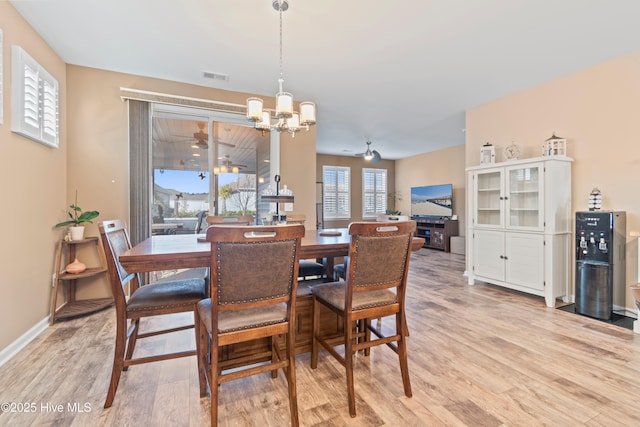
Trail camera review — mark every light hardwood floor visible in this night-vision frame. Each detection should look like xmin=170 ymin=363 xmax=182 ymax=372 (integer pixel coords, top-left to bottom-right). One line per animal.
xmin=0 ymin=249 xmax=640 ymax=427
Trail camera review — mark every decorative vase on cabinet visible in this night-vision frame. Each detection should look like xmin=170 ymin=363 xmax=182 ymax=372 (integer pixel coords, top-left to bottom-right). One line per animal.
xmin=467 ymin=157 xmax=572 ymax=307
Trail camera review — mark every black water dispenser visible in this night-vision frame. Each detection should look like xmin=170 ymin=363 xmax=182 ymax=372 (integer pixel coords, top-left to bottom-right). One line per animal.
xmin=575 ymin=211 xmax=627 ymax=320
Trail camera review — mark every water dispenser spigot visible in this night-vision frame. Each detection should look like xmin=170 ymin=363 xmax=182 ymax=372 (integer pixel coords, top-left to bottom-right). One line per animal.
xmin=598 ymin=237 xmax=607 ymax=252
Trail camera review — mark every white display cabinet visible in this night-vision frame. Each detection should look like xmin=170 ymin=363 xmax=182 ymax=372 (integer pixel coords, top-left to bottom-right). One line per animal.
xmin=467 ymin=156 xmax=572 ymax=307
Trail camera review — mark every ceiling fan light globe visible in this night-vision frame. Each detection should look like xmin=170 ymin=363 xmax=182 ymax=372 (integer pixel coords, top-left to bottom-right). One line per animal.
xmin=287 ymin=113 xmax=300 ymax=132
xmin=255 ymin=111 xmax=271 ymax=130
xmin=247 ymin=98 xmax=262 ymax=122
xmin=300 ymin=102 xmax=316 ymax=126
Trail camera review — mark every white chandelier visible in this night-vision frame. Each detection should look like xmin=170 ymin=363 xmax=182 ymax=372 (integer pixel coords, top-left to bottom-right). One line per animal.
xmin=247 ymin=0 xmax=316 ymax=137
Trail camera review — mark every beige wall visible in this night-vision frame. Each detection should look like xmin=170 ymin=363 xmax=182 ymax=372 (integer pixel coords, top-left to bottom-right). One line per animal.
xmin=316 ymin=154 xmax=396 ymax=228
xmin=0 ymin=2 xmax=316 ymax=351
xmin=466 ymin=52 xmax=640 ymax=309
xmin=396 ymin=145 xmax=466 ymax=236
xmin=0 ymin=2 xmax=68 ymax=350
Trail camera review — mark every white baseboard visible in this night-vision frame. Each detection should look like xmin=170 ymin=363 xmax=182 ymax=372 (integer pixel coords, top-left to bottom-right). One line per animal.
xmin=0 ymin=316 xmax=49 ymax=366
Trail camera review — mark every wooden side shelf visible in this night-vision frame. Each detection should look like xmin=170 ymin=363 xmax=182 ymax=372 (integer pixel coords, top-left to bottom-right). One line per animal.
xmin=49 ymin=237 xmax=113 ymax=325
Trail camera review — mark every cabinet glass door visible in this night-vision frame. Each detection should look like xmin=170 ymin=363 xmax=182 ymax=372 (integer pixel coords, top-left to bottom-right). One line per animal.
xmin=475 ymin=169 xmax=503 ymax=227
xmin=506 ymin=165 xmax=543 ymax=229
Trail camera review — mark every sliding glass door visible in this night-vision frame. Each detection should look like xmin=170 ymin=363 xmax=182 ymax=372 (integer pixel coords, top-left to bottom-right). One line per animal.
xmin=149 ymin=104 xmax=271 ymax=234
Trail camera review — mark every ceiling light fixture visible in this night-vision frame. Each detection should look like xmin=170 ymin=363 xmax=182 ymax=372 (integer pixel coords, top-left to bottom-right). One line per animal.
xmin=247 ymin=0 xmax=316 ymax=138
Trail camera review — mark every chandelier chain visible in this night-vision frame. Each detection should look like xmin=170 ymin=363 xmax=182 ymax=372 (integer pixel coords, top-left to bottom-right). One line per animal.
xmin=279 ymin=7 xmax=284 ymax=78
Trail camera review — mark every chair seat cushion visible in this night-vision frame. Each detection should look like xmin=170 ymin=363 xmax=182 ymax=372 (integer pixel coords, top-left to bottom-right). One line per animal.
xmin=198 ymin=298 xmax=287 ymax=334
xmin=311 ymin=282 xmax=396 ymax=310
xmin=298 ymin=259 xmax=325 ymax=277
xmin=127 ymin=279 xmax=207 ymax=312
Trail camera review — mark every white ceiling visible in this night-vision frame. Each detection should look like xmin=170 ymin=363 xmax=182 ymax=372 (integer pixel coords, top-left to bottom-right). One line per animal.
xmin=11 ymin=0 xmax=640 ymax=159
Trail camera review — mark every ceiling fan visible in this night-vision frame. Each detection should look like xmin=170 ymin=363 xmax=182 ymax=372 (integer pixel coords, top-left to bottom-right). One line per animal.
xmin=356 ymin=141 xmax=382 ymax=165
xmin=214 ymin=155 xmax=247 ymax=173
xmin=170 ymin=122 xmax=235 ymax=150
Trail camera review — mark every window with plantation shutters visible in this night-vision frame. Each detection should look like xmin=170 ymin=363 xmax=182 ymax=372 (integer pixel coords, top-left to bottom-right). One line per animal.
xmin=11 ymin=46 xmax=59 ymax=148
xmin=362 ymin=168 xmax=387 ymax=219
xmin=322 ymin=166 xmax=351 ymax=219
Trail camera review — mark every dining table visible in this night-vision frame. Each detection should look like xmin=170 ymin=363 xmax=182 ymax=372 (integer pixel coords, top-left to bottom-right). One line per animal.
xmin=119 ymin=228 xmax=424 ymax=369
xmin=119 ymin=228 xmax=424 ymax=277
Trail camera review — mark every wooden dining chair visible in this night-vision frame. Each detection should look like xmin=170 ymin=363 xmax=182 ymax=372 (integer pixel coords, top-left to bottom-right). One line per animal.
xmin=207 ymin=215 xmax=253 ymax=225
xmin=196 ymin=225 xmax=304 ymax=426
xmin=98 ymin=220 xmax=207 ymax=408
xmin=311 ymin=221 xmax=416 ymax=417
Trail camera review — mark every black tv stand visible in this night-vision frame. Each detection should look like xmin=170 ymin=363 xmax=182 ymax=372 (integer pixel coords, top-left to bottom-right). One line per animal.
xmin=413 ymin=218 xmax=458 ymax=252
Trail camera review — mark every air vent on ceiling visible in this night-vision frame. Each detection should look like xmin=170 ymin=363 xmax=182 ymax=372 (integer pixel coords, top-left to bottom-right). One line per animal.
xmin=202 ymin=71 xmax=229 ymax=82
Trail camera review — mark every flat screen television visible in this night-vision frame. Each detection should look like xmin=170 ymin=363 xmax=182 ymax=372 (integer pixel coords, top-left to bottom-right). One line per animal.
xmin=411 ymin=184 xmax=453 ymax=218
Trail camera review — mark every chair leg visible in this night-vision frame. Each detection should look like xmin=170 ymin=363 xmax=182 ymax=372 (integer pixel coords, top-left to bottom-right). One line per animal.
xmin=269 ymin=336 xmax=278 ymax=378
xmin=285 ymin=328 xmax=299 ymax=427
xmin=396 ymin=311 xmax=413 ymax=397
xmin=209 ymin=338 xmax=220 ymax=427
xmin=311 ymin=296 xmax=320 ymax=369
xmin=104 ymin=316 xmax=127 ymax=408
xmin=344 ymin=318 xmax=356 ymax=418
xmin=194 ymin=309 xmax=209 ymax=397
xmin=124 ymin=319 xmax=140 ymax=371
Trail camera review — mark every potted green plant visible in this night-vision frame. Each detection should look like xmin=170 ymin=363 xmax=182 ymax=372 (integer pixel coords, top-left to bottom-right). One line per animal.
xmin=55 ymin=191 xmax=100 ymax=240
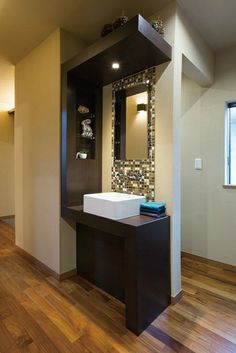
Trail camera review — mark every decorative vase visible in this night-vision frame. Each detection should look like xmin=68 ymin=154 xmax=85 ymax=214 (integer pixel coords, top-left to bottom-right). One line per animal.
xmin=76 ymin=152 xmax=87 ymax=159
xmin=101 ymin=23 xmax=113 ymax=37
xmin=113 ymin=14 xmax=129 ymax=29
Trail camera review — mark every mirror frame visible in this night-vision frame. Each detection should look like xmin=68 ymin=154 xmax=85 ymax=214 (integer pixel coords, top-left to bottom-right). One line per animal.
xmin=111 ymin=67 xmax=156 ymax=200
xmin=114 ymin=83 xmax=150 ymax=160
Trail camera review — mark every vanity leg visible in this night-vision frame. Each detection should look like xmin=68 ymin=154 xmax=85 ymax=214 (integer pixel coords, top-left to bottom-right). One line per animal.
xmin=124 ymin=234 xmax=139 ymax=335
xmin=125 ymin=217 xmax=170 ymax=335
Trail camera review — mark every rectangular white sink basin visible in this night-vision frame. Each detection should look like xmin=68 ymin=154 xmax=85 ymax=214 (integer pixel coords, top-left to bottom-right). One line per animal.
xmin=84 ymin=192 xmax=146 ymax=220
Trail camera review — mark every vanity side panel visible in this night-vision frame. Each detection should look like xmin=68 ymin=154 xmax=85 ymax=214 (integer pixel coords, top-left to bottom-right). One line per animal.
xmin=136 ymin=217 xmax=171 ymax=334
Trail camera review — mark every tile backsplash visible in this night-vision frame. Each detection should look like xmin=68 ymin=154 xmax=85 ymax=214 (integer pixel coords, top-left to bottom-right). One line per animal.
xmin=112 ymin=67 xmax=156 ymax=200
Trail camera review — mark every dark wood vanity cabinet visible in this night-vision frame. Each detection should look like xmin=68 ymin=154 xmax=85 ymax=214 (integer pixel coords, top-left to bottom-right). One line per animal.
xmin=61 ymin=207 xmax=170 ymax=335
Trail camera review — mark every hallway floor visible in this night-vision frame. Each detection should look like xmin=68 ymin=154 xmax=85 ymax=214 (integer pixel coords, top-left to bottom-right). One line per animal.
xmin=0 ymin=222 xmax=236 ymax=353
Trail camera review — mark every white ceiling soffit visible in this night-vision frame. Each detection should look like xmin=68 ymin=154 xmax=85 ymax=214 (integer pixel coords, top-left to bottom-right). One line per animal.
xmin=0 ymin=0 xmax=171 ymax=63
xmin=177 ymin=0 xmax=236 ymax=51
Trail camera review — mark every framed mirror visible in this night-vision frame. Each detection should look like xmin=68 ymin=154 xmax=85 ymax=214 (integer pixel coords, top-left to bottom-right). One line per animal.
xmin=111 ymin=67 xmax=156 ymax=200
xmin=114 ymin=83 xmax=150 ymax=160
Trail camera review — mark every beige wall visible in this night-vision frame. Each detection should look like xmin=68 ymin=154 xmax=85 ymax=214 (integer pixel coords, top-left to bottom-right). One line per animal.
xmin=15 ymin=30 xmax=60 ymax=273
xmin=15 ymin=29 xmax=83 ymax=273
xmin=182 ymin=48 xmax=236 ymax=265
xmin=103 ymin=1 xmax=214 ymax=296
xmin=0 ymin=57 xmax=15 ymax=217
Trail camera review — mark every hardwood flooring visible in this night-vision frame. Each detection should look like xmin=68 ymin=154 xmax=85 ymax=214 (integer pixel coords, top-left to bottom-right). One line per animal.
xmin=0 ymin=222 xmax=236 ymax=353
_ _ _ _ _ _ _
◆ **Written request**
Copy out verbatim everything from the start of the items through the line containing "xmin=467 ymin=157 xmax=572 ymax=307", inclusive. Omit the pictures.

◆ **Written solution**
Trail camera review — mark every light hardwood floor visible in this night-vision frame. Each detection should look like xmin=170 ymin=363 xmax=182 ymax=372 (integer pixel coords, top-left to bottom-right). One line per animal.
xmin=0 ymin=249 xmax=640 ymax=427
Trail camera review — mark every decorative vase on cabinet visible in this night-vision frame. Each detection should look like xmin=170 ymin=363 xmax=182 ymax=372 (integer pixel coords, top-left to bottom-right). One line per animal.
xmin=467 ymin=157 xmax=572 ymax=307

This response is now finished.